--- START Excerpt provided ---
Contested Threads: Interview With Christopher Miller on Ukrainian Textiles and Mountain People

By Ülvi Gitaliyev

As the war continues in Ukraine with no end in sight, a new exhibit titled “Contested Threads: Textiles, Resistance & Identity Work in Western Ukraine” appeared in the Appalachian Center. It captures the art of thread weaving in Western Ukraine and its effects on the Carpathian Mountain culture and beyond. The exhibition includes real textiles, carpets, quilts, other materials from Western Ukraine and photos of the people in the region living their daily lives. Christopher Miller, the Associate Director at the Loyal Jones Appalachian Center and curator of the exhibit, sat down for an Interview with The Berea Torch to discuss his experiences in Western Ukraine and why he decided to set up the exhibit.

Miller himself does not have Ukrainian heritage, so his first experience with Ukrainian culture came in 2006.
--- END Excerpt provided ---
--- START Dataset extract ---
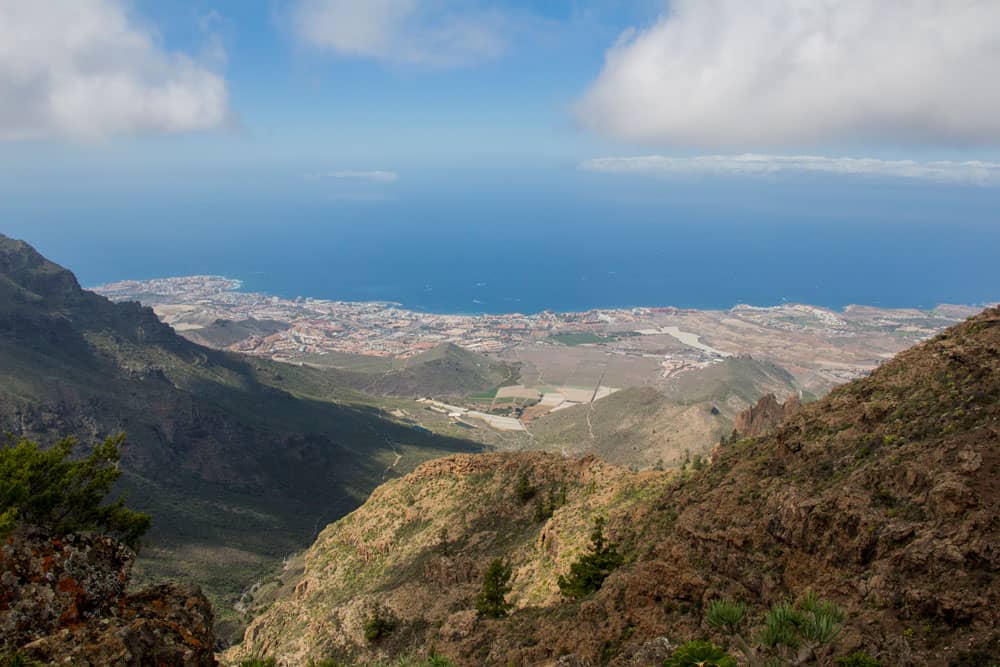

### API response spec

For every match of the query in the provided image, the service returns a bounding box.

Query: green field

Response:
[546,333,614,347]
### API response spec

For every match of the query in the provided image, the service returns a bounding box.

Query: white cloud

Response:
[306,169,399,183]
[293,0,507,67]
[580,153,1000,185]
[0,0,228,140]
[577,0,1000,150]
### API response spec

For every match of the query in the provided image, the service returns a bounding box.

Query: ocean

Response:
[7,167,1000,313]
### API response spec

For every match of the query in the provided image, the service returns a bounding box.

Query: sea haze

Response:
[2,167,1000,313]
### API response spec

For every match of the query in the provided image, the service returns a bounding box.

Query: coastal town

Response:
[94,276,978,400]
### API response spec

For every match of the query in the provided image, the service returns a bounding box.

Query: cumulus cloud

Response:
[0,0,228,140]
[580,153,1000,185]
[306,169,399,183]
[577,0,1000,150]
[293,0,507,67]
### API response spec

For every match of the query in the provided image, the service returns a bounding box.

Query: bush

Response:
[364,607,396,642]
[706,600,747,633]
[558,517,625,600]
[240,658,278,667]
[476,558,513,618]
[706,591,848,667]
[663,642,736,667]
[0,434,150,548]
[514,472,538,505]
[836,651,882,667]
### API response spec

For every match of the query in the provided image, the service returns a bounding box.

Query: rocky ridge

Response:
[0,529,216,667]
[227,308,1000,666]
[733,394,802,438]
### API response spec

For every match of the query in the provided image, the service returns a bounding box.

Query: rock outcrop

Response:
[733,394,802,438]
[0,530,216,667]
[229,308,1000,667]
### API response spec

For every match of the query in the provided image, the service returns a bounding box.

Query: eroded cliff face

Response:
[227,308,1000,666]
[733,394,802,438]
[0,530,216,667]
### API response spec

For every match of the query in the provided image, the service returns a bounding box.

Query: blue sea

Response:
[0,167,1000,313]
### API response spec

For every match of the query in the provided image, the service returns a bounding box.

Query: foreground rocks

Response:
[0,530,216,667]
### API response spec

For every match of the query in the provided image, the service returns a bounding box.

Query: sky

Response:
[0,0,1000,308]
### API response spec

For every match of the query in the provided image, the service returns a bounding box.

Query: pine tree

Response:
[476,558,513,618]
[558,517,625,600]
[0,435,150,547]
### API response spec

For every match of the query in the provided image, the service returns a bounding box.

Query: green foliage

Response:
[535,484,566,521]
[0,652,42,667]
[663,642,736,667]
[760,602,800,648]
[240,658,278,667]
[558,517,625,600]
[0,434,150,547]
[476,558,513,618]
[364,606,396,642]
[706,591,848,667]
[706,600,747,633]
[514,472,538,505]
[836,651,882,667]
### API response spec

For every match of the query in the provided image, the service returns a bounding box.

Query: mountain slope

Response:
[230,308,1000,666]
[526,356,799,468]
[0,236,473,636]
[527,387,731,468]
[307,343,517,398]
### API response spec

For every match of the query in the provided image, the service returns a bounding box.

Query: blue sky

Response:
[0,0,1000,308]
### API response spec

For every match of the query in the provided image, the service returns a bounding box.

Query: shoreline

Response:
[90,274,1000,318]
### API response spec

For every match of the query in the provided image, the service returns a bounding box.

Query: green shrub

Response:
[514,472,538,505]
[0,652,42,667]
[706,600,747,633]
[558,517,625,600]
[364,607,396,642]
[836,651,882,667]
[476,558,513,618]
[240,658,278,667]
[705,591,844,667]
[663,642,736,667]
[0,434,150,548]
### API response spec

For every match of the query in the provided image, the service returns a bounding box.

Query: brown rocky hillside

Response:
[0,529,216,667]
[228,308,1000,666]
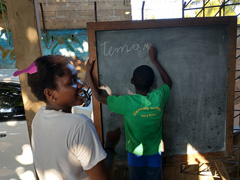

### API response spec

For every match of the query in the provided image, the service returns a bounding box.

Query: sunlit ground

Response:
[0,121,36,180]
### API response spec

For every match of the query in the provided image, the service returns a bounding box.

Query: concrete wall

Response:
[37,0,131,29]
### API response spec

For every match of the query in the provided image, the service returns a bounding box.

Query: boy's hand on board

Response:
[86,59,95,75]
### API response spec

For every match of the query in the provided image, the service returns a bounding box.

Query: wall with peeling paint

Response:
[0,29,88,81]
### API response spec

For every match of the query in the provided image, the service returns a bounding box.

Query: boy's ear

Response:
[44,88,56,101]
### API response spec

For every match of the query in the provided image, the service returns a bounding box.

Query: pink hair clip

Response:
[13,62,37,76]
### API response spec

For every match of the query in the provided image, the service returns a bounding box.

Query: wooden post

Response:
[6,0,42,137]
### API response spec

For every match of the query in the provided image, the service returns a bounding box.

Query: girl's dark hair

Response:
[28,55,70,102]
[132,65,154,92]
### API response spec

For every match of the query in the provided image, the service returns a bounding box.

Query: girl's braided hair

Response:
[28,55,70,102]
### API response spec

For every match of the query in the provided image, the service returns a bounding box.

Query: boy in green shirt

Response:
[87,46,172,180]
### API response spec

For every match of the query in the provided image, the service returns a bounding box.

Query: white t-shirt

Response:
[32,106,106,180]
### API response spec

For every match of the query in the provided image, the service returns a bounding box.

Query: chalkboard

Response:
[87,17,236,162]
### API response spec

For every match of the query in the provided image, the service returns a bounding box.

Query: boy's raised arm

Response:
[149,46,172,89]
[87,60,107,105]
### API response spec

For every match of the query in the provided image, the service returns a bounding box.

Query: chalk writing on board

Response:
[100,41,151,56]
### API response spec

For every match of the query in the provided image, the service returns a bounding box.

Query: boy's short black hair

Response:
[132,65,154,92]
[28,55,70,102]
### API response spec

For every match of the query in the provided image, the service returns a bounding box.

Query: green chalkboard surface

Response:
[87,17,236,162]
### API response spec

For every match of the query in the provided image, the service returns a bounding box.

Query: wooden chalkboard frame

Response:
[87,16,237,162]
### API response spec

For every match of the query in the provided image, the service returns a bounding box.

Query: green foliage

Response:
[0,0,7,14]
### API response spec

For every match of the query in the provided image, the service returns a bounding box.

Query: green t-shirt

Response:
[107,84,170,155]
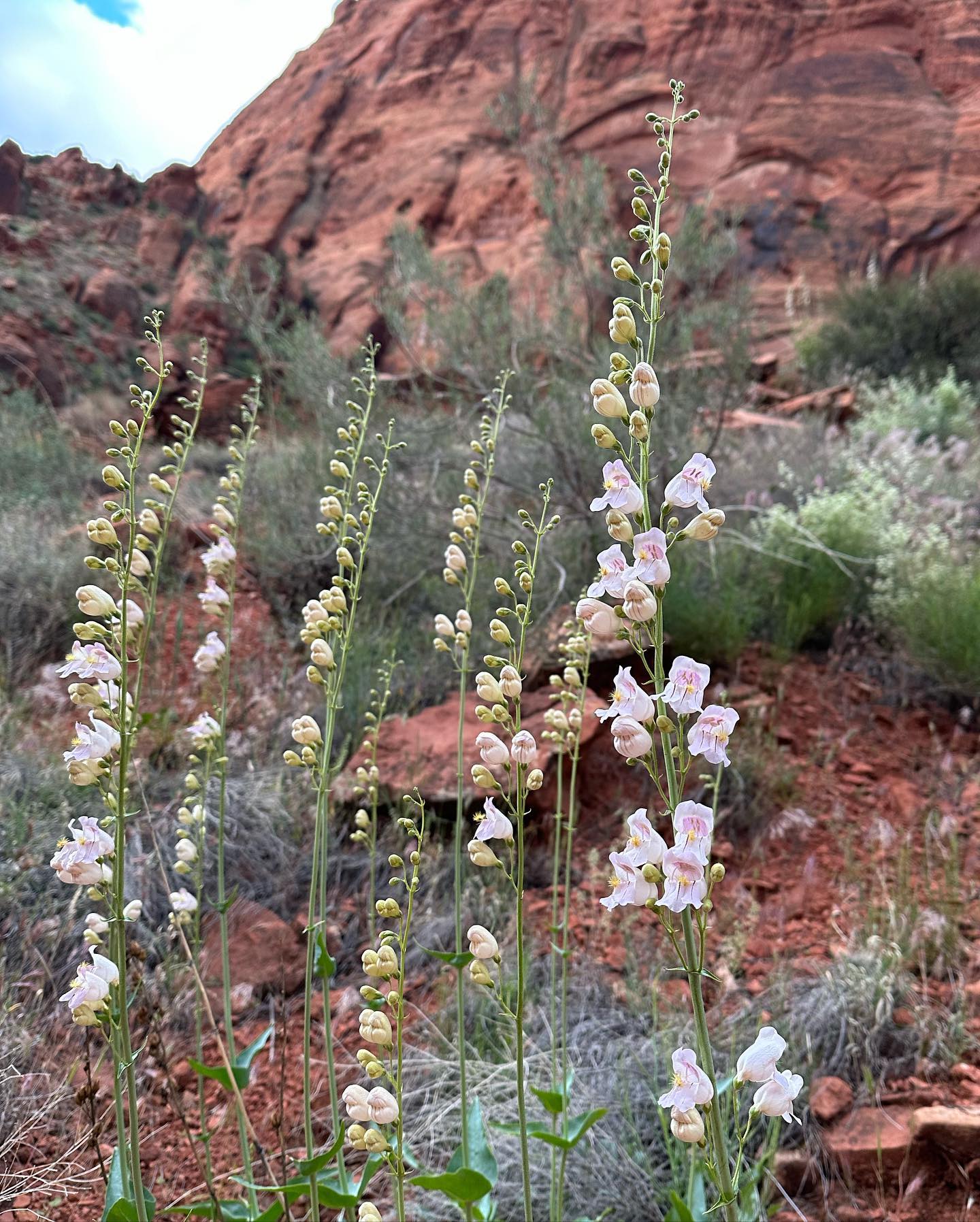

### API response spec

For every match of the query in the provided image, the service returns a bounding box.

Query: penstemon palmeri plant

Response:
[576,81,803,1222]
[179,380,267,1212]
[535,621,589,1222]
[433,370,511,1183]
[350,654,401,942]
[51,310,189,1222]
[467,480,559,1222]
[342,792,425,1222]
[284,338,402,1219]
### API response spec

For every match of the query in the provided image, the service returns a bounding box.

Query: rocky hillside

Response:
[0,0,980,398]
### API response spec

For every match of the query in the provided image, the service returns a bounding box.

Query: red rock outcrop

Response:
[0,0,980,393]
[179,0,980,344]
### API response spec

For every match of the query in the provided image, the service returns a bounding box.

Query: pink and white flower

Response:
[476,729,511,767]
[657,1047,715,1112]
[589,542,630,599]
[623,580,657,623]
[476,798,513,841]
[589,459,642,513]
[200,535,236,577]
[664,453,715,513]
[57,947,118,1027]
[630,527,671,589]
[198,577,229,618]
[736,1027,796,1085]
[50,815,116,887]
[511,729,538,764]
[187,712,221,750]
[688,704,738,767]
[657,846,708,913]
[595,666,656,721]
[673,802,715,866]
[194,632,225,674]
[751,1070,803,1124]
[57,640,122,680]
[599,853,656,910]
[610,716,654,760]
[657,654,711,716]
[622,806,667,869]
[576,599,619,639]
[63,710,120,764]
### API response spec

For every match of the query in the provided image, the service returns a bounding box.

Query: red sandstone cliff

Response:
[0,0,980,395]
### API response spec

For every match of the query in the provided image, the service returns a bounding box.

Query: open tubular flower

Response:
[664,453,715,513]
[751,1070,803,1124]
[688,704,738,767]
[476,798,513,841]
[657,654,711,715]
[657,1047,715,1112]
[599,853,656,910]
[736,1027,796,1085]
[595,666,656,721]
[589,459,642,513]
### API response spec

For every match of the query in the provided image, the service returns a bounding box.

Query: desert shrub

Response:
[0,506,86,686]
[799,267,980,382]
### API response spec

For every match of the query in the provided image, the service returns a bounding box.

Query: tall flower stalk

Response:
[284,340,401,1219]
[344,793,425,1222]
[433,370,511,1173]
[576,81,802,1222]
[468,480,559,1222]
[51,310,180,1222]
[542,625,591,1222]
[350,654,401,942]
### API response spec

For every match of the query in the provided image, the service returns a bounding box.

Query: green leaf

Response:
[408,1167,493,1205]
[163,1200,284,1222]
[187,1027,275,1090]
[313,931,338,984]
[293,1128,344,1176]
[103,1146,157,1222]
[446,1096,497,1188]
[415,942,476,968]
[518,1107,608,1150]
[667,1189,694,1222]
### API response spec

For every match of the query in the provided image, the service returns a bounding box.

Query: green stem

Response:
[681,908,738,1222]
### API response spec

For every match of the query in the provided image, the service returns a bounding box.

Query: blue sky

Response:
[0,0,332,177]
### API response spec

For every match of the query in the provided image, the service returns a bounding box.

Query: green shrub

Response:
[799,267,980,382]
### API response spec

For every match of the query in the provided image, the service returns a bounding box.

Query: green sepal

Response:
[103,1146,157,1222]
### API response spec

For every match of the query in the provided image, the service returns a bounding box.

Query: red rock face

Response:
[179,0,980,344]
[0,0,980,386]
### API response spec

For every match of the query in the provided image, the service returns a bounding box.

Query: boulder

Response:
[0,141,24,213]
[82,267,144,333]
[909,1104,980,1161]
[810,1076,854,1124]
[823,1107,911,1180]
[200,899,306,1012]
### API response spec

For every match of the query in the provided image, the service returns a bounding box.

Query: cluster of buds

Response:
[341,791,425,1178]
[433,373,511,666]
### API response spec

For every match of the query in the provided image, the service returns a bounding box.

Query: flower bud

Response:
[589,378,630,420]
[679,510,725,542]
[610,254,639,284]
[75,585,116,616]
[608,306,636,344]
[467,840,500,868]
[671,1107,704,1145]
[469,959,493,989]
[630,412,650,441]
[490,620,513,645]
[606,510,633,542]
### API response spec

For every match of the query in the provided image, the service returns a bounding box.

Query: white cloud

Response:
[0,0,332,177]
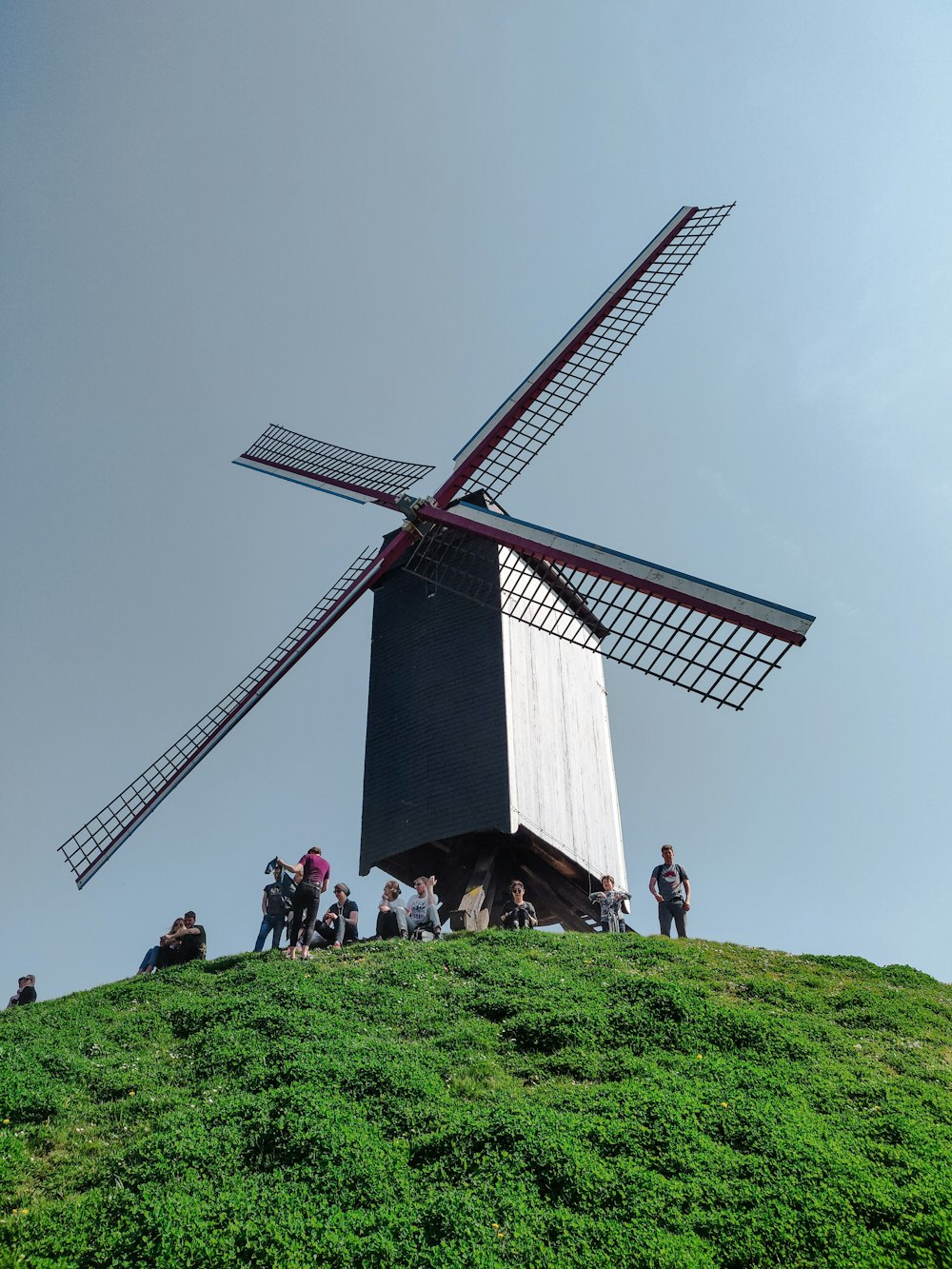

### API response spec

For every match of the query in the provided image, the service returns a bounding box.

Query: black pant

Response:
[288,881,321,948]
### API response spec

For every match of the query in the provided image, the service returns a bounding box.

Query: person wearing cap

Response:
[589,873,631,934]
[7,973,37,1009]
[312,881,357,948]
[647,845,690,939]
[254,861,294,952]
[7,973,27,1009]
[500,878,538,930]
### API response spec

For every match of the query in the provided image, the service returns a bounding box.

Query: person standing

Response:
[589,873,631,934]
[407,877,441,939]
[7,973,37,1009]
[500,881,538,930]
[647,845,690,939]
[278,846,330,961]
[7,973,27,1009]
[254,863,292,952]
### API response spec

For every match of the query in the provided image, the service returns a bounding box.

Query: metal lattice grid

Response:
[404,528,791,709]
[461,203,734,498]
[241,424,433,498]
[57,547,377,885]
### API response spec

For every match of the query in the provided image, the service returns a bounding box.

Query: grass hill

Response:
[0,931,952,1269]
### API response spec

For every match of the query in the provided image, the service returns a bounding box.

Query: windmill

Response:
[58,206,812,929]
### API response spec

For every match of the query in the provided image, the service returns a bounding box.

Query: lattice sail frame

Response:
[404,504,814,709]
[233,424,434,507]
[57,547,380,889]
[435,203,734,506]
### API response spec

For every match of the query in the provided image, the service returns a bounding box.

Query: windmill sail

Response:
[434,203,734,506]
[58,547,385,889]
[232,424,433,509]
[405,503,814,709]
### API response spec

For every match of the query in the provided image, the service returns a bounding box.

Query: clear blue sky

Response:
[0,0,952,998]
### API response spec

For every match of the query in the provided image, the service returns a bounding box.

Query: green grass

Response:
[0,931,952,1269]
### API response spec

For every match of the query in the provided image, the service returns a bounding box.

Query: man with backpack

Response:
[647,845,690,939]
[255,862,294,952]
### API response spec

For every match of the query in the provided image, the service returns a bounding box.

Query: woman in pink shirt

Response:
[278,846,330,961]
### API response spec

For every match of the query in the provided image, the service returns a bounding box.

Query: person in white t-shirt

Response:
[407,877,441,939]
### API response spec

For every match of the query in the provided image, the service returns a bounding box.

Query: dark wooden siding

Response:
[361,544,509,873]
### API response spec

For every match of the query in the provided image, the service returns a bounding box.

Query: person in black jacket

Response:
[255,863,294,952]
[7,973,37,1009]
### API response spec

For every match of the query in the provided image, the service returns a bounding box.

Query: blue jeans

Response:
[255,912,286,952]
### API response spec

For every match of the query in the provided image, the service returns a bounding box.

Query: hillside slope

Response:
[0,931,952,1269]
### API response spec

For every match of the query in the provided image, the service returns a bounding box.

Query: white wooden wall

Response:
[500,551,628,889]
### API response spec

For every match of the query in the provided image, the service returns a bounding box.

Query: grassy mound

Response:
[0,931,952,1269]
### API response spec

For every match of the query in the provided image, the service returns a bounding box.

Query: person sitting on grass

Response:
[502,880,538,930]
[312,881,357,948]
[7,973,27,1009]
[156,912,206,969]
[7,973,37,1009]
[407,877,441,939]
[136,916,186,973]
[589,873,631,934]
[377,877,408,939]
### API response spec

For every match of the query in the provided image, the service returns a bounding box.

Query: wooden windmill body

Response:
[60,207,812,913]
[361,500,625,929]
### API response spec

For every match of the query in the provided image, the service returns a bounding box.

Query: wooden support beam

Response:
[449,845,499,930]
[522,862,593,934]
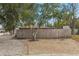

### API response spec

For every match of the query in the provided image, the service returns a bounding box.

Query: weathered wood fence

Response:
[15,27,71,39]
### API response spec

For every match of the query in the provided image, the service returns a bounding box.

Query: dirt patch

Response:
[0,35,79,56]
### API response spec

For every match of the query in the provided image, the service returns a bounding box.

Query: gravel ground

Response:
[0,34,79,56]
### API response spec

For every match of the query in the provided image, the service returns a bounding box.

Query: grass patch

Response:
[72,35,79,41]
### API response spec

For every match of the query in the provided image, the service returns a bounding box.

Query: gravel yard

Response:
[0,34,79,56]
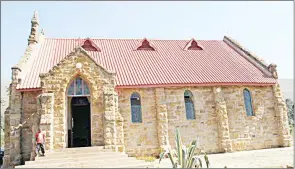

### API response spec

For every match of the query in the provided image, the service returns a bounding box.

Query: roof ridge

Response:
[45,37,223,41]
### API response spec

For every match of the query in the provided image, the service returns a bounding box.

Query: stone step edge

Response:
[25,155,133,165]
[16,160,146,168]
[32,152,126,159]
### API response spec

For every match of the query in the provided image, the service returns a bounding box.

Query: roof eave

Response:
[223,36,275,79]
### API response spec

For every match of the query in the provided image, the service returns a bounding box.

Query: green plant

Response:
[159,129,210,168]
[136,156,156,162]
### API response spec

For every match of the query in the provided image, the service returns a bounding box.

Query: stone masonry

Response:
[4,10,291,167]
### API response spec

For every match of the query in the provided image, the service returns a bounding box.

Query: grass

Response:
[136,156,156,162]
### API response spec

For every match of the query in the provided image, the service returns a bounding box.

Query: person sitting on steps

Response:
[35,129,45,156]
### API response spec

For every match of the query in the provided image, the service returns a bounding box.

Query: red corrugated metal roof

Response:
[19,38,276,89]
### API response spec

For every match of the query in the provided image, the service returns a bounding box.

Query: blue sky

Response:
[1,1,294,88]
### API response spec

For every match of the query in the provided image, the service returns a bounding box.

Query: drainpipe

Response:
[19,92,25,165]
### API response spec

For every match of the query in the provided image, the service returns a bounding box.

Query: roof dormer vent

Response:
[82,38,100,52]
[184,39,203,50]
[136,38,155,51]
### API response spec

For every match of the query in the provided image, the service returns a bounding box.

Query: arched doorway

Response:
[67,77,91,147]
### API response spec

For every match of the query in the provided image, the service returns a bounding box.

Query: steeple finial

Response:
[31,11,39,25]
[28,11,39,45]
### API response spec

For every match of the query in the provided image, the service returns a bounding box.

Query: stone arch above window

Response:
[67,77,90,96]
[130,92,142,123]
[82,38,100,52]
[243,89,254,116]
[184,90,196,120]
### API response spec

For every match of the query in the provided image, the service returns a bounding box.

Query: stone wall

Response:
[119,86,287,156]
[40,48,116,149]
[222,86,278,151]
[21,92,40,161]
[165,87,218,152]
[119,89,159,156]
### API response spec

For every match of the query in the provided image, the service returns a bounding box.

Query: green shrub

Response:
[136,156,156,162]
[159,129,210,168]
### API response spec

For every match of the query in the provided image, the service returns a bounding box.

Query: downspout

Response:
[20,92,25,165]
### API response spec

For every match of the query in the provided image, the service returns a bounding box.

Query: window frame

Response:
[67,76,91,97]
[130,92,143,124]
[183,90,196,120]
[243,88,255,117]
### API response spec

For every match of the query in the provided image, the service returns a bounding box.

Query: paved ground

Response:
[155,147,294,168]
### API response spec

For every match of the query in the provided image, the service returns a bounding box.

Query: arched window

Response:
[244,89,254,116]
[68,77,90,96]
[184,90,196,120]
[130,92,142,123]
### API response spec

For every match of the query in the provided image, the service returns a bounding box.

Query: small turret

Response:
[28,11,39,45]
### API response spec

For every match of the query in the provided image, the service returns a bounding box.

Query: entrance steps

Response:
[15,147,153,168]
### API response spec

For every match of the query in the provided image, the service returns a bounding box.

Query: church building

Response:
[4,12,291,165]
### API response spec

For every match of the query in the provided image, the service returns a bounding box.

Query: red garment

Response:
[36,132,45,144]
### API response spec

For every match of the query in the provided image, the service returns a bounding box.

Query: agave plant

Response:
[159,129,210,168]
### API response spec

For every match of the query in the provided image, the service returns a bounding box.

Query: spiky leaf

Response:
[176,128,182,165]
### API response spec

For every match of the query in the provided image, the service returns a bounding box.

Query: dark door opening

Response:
--- END Dataset extract ---
Problem 1
Echo the part of the Contested Threads article that opens with the words containing "As the war continues" and closes with "came in 2006.".
Problem 2
What position does Christopher Miller hold at the Loyal Jones Appalachian Center, according to the Contested Threads article?
Problem 3
Using the Contested Threads article, decide whether each statement agrees with it, answering yes or no and quoting the words that settle it: (a) The exhibit appeared in the Appalachian Center. (b) Miller has Ukrainian heritage. (c) The exhibition includes photos of people in the region.
These rows have no connection to the Contested Threads article.

Problem solution 1
As the war continues in Ukraine with no end in sight, a new exhibit titled “Contested Threads: Textiles, Resistance & Identity Work in Western Ukraine” appeared in the Appalachian Center. It captures the art of thread weaving in Western Ukraine and its effects on the Carpathian Mountain culture and beyond. The exhibition includes real textiles, carpets, quilts, other materials from Western Ukraine and photos of the people in the region living their daily lives. Christopher Miller, the Associate Director at the Loyal Jones Appalachian Center and curator of the exhibit, sat down for an Interview with The Berea Torch to discuss his experiences in Western Ukraine and why he decided to set up the exhibit.

Miller himself does not have Ukrainian heritage, so his first experience with Ukrainian culture came in 2006.

Problem solution 2
He is the Associate Director.

Problem solution 3
(a) Yes: "appeared in the Appalachian Center"
(b) No: "Miller himself does not have Ukrainian heritage"
(c) Yes: "photos of the people in the region living their daily lives"